== Exercise passage ==
Village in Uttar Pradesh, India

Hardaspur Nisfi is a village in Firozabad block of Firozabad district, Uttar Pradesh. It is located southeast of Firozabad, close to the tehsil boundary with Shikohabad. As of 2011, it had a population of 1,797, in 266 households.

== Geography ==
Hardaspur Nisfi is located well to the southeast of Firozabad, close to the tehsil boundary with Shikohabad. The surrounding terrain is basically all level farmland. Nearby villages include Datauli about 2 km to the east, Nargapur to the south, and Sengai and Nanpi Pithni to the northwest.

== Demographics ==
As of 2011, Hardaspur Nisfi had a population of 1,797, in 266 households. This population was 55.0% male (989) and 45.0% female (808). The 0–6 age group numbered 306 (148 male and 158 female), making up 17.0% of the total population. 77 residents were members of Scheduled Castes, or 4.3% of the total.

The 1981 census recorded Hardaspur Nisfi as having a population of 961 people (537 male and 424 female), in 139 households and 138 physical houses.
===
== Dataset content ==
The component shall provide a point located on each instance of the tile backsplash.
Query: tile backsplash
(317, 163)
===
Tasks to perform:
(a) Quote the Hardaspur Nisfi article word for word, beginning at the words "Hardaspur Nisfi is a" and stopping after "of the total.".
(b) Write what comes next in the article on the village of Hardaspur Nisfi, picking up after its final sentence.
Nothing in the listing is needed here.

Written answers:
(a)
Hardaspur Nisfi is a village in Firozabad block of Firozabad district, Uttar Pradesh. It is located southeast of Firozabad, close to the tehsil boundary with Shikohabad. As of 2011, it had a population of 1,797, in 266 households.

== Geography ==
Hardaspur Nisfi is located well to the southeast of Firozabad, close to the tehsil boundary with Shikohabad. The surrounding terrain is basically all level farmland. Nearby villages include Datauli about 2 km to the east, Nargapur to the south, and Sengai and Nanpi Pithni to the northwest.

== Demographics ==
As of 2011, Hardaspur Nisfi had a population of 1,797, in 266 households. This population was 55.0% male (989) and 45.0% female (808). The 0–6 age group numbered 306 (148 male and 158 female), making up 17.0% of the total population. 77 residents were members of Scheduled Castes, or 4.3% of the total.

(b)
The 1961 census recorded Hardaspur Nisfi as comprising 1 hamlet, with a total population of 202 people (99 male and 103 female), in 35 households and 23 physical houses. The area of the village was given as 191 acres.

== Infrastructure ==
As of 2011, Hardaspur Nisfi had 1 primary school; it did not have any healthcare facilities. Drinking water was provided by hand pump and tube well/bore well; there were no public toilets. The village did not have a post office or public library; there was at least some access to electricity for all purposes. Streets were made of both kachcha and pakka materials.